> _DIRECTIVE_
Will you rename "target" to "object" in the entries between the lines holding "task: segment every instance of the white goal" and "M 385 101 L", inclusive, keeping everything else unchanged and omitting the pictures from your answer?

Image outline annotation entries
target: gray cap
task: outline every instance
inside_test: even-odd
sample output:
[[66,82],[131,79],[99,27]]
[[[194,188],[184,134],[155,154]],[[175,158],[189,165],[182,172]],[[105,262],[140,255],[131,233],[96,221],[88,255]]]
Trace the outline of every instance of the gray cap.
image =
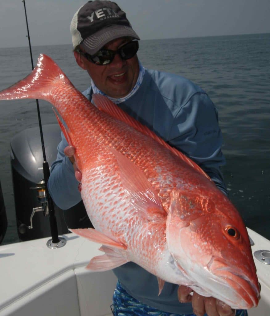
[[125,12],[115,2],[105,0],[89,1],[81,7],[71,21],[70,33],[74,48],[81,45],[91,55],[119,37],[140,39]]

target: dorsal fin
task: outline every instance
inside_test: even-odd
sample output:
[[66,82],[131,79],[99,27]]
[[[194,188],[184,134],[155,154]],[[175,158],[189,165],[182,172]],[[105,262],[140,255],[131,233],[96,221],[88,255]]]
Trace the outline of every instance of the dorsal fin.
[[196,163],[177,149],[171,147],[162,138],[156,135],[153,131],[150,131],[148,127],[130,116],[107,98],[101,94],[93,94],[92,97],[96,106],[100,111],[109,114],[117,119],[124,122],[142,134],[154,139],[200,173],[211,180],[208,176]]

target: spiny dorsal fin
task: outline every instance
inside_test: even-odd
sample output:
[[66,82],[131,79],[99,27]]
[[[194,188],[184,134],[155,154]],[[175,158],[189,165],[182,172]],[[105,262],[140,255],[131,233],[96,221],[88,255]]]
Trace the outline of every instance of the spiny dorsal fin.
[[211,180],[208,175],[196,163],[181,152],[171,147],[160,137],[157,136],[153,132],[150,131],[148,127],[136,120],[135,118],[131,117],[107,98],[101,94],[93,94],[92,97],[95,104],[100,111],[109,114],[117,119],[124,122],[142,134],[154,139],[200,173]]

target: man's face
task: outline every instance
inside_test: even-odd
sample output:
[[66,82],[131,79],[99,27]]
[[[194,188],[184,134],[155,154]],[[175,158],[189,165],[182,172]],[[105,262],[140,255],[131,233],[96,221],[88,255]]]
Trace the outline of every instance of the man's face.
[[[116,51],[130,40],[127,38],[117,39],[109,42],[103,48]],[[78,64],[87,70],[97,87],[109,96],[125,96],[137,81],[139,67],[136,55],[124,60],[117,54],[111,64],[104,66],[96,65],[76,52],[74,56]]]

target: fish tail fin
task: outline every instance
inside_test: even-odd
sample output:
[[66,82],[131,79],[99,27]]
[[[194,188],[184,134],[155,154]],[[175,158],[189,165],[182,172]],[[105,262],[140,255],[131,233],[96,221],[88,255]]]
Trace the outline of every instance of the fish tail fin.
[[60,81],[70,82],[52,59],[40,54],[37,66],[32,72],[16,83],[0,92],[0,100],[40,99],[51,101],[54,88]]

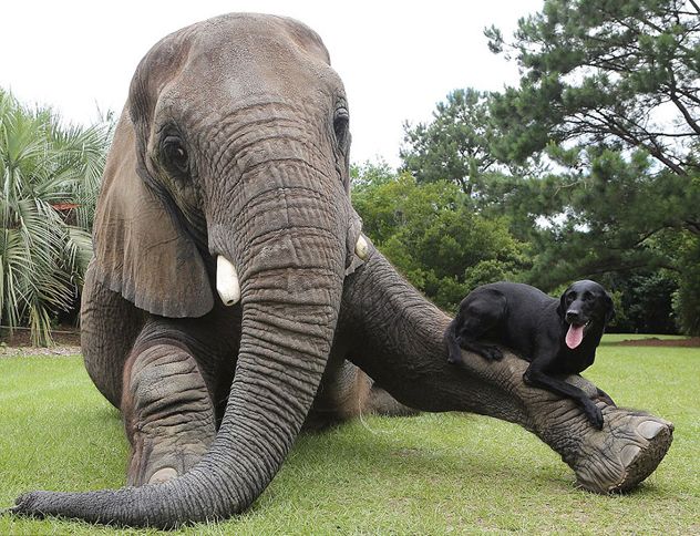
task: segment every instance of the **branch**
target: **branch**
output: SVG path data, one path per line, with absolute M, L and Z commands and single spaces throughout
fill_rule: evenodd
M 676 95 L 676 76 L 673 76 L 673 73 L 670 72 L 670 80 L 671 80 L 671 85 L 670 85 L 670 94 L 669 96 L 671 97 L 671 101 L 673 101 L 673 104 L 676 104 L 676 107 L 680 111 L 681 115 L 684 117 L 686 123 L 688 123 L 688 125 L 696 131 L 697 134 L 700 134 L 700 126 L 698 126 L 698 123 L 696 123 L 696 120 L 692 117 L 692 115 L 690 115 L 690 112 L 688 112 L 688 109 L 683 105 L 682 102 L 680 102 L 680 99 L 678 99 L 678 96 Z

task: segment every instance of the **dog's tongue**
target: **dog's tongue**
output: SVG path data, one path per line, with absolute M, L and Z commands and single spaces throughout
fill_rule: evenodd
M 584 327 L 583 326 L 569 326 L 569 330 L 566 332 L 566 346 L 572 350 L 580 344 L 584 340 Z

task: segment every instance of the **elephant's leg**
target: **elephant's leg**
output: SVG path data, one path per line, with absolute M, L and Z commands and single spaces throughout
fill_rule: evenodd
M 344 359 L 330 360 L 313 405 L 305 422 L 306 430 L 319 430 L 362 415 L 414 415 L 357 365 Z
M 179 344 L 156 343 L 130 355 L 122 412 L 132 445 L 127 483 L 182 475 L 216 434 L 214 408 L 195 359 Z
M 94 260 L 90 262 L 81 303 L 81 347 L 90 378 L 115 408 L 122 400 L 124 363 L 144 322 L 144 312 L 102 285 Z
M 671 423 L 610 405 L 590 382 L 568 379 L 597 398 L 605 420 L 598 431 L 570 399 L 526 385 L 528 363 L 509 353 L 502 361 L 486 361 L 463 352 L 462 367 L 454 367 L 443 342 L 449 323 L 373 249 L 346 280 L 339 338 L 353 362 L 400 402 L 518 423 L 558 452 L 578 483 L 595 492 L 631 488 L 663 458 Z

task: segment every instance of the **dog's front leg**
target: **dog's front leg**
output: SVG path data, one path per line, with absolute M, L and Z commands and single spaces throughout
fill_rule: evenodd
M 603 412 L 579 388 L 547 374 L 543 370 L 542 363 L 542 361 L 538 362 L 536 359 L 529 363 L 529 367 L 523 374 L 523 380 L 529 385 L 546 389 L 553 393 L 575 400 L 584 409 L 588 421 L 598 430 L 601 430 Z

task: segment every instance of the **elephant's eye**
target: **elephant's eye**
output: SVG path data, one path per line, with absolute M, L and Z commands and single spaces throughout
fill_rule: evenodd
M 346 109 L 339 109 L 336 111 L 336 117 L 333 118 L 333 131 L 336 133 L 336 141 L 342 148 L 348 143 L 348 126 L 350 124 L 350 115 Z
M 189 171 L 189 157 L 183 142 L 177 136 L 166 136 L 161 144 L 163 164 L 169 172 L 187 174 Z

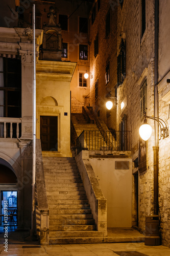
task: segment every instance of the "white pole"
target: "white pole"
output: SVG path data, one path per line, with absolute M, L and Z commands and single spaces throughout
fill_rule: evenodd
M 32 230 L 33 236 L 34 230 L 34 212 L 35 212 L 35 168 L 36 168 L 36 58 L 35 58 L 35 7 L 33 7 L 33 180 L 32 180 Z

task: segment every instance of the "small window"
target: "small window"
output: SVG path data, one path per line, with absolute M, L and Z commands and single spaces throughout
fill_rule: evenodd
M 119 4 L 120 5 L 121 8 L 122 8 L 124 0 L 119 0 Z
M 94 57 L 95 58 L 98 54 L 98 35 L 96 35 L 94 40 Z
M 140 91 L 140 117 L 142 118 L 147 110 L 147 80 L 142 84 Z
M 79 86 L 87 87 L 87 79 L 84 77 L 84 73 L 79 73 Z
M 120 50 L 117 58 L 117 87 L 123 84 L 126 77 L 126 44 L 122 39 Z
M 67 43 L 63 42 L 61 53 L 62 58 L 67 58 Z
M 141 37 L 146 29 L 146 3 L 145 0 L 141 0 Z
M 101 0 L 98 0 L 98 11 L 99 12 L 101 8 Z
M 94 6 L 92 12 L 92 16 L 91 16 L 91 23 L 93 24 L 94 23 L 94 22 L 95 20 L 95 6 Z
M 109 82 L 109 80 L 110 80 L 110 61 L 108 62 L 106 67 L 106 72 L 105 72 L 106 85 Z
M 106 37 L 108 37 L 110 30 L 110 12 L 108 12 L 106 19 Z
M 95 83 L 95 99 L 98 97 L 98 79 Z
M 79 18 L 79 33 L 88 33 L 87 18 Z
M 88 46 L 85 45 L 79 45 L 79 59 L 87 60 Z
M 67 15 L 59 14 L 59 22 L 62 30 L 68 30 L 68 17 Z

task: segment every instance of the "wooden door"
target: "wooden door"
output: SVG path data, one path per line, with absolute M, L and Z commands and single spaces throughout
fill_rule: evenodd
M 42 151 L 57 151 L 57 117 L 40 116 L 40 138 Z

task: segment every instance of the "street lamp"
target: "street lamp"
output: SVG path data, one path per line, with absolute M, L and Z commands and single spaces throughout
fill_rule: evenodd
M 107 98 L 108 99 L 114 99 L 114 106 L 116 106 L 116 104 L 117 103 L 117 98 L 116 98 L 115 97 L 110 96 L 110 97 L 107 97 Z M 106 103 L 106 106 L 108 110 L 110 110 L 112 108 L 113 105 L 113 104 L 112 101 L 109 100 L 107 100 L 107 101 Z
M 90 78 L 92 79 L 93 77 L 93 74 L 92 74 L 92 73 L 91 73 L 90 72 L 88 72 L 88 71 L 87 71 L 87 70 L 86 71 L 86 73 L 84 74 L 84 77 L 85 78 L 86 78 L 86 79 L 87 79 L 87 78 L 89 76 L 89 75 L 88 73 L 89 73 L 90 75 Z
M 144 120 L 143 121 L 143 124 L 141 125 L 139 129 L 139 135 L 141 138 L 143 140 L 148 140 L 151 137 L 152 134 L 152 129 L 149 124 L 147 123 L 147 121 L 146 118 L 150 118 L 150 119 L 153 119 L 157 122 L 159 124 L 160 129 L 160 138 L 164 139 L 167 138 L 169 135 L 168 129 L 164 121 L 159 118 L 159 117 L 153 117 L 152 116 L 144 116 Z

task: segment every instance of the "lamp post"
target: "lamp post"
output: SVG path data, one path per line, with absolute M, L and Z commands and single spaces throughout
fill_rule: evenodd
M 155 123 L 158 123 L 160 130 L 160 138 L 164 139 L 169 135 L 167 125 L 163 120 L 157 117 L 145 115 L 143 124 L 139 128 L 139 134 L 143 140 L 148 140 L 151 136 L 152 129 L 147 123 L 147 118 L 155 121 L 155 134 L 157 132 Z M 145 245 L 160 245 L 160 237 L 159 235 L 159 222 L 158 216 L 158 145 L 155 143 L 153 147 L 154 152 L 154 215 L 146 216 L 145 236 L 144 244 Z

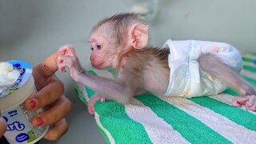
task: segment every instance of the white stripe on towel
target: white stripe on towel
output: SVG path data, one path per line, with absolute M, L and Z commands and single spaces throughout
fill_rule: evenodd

...

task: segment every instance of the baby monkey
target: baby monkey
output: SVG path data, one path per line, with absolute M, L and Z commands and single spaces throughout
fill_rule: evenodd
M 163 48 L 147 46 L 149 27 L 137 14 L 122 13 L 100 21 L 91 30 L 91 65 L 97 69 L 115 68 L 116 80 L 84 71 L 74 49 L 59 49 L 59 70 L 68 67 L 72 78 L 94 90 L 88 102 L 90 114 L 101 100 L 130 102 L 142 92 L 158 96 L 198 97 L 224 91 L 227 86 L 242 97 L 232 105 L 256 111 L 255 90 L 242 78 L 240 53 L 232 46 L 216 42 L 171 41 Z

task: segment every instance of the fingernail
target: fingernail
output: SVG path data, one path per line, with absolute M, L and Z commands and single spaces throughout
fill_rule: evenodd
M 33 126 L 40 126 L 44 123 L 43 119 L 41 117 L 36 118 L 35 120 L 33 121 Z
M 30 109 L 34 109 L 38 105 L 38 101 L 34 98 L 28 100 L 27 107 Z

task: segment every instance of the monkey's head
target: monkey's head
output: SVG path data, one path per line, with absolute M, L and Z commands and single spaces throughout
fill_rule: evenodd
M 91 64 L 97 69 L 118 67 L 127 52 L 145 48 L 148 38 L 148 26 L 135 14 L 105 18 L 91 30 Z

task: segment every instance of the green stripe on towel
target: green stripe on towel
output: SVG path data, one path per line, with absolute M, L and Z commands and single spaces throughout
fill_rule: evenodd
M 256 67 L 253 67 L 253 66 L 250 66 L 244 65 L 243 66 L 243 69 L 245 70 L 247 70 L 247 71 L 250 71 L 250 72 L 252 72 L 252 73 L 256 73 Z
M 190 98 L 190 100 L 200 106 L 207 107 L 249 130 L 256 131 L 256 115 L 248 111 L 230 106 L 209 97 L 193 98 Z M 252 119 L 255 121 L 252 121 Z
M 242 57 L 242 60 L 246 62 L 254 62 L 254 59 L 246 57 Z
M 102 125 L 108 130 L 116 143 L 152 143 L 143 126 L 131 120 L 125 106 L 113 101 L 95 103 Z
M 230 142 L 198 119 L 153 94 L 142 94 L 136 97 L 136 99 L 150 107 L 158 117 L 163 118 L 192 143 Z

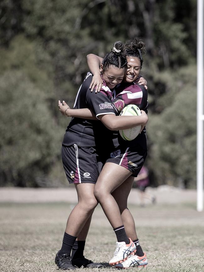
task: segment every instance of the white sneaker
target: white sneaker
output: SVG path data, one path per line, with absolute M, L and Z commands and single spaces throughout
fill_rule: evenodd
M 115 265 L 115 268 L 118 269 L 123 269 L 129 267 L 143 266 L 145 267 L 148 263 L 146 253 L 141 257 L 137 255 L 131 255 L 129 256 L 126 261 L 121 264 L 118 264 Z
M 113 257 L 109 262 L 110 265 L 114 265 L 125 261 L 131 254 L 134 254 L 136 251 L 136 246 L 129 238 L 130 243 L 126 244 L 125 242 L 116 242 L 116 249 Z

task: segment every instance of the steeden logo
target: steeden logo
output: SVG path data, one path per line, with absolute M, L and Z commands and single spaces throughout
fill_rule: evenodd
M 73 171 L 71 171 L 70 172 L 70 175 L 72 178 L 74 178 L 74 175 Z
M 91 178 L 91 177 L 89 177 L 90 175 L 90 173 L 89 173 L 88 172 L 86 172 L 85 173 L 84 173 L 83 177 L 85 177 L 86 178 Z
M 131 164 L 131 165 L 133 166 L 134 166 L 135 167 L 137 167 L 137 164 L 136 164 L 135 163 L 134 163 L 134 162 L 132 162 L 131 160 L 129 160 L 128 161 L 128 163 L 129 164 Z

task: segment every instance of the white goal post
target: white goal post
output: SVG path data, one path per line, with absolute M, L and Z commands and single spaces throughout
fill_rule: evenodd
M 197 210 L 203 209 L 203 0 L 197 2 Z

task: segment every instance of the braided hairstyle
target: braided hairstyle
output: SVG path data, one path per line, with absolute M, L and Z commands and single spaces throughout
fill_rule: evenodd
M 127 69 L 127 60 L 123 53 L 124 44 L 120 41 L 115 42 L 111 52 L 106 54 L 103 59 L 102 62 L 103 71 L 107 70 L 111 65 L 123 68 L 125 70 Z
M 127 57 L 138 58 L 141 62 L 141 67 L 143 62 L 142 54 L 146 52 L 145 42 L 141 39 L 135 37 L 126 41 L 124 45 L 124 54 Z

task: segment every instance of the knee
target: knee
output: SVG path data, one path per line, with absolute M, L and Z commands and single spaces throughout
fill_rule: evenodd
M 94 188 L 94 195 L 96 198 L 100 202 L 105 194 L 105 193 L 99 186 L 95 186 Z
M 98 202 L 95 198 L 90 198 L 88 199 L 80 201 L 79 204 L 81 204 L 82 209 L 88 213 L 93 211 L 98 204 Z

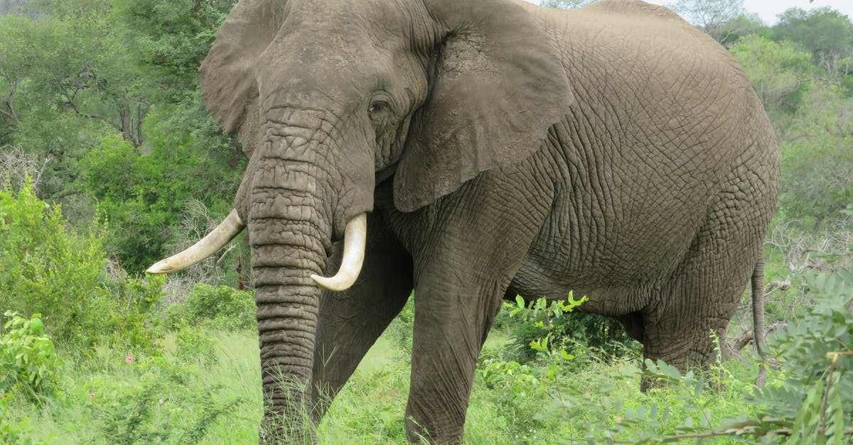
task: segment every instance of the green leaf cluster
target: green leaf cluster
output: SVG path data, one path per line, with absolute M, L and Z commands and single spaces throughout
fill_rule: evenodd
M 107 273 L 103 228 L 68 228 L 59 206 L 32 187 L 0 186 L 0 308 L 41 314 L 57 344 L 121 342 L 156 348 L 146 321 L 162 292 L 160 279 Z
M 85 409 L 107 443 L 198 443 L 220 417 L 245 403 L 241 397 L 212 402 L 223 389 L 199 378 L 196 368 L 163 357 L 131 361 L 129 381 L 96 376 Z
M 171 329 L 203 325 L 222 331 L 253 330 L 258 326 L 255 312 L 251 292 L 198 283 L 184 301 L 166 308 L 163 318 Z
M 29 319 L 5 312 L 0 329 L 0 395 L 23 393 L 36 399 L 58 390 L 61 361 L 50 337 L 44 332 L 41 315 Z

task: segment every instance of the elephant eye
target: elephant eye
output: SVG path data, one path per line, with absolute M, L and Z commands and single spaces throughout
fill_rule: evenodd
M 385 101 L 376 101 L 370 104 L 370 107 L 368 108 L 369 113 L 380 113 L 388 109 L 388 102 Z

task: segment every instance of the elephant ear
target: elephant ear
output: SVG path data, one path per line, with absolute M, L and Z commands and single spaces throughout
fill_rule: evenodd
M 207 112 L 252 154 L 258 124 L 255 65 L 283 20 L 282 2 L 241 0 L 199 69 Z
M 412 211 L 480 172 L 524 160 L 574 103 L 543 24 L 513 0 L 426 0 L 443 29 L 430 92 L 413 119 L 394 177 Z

...

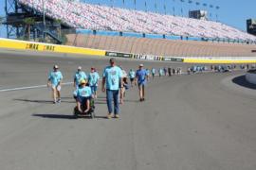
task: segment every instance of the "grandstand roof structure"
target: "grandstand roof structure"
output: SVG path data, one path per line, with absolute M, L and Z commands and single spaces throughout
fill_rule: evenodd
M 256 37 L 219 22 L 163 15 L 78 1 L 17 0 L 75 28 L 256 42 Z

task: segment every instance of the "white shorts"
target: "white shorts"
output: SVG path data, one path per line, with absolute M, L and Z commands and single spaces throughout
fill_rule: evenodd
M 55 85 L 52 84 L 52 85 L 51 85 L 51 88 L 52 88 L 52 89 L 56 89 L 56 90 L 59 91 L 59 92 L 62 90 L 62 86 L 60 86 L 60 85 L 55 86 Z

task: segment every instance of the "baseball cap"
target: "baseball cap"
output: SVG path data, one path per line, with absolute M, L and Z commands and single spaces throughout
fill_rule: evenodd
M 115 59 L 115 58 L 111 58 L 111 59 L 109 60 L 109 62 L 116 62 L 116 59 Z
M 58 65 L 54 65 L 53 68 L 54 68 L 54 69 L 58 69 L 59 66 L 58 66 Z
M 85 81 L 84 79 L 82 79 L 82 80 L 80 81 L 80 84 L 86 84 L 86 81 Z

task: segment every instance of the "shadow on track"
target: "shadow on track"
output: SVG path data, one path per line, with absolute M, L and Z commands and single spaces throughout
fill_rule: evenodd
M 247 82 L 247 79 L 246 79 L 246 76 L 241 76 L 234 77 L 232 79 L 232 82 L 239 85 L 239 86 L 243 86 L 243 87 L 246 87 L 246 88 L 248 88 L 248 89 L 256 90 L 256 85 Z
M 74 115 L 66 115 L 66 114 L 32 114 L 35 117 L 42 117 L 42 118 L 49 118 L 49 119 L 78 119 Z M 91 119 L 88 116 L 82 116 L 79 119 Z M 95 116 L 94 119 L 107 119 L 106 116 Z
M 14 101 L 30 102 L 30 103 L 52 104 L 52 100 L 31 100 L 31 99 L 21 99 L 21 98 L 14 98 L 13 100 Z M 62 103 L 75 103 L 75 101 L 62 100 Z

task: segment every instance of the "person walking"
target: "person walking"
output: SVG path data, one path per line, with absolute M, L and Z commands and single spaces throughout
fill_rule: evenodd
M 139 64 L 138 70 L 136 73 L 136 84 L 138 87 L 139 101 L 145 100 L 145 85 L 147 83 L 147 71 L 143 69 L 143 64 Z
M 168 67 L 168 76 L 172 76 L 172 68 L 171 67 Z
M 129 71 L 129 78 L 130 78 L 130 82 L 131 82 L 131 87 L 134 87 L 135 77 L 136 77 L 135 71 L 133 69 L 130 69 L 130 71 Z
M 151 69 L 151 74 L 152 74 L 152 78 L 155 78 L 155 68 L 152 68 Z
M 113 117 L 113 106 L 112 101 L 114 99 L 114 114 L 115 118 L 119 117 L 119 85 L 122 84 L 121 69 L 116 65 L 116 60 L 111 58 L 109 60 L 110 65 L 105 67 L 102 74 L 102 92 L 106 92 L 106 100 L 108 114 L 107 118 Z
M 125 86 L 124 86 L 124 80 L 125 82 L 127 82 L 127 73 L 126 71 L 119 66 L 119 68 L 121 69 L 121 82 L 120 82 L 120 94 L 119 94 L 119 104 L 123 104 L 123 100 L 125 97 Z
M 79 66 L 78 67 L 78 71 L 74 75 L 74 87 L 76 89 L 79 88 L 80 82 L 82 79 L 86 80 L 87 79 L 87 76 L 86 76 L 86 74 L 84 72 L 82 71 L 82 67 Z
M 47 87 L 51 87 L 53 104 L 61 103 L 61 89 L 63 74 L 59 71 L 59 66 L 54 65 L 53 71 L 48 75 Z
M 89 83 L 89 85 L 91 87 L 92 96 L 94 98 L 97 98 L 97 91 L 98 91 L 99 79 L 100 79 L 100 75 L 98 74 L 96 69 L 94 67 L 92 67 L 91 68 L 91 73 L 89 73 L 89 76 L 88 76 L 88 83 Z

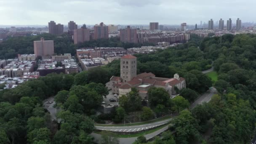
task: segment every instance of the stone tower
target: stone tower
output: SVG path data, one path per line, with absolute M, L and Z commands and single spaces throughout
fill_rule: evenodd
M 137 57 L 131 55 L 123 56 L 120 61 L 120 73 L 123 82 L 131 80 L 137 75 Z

> _IN RESPONSE_
task: segment every instance of the white goal post
object: white goal post
output: SVG path data, one path per line, with absolute M, L and Z commands and single spaces throughout
fill_rule: evenodd
M 197 210 L 203 209 L 203 0 L 197 2 Z

task: segment every instance of the braided hairstyle
object: braided hairstyle
output: SVG path data, one path per line, with absolute M, L and Z commands and single spaces throughout
fill_rule: evenodd
M 127 69 L 127 60 L 123 53 L 124 44 L 120 41 L 115 42 L 111 52 L 106 54 L 103 59 L 102 62 L 103 71 L 107 70 L 111 65 L 123 68 L 125 70 Z
M 127 57 L 138 58 L 141 62 L 141 67 L 143 62 L 142 54 L 146 52 L 145 42 L 141 39 L 135 37 L 126 41 L 124 45 L 124 54 Z

task: segment every instance of the knee
object: knee
output: SVG path data, one path per line, with absolute M, L and Z commands and single spaces throughout
fill_rule: evenodd
M 94 188 L 94 195 L 96 198 L 100 202 L 105 194 L 105 193 L 99 186 L 95 186 Z
M 98 202 L 95 198 L 90 198 L 88 199 L 80 201 L 79 204 L 81 204 L 82 209 L 88 213 L 93 211 L 98 204 Z

task: segment every instance of the green leaf cluster
object: green leaf cluster
output: SVG path data, one path per line, with absolute M, L and Z commands and single spaces throughout
fill_rule: evenodd
M 107 273 L 103 228 L 68 228 L 59 206 L 32 187 L 0 186 L 0 308 L 41 314 L 57 344 L 121 342 L 156 348 L 146 321 L 162 292 L 160 279 Z
M 85 409 L 107 443 L 198 443 L 220 417 L 245 403 L 241 397 L 212 402 L 223 389 L 199 378 L 196 368 L 163 357 L 131 361 L 129 381 L 96 376 Z
M 171 329 L 203 325 L 222 331 L 253 330 L 258 326 L 255 312 L 251 292 L 198 283 L 184 301 L 166 308 L 163 318 Z
M 29 319 L 5 312 L 0 329 L 0 395 L 23 393 L 36 399 L 58 390 L 61 361 L 50 337 L 44 332 L 41 315 Z

task: segment every instance of the elephant eye
object: elephant eye
output: SVG path data, one path per line, with absolute M, L and Z commands and single spaces throughout
fill_rule: evenodd
M 385 101 L 376 101 L 370 104 L 370 107 L 368 108 L 369 113 L 380 113 L 388 109 L 388 102 Z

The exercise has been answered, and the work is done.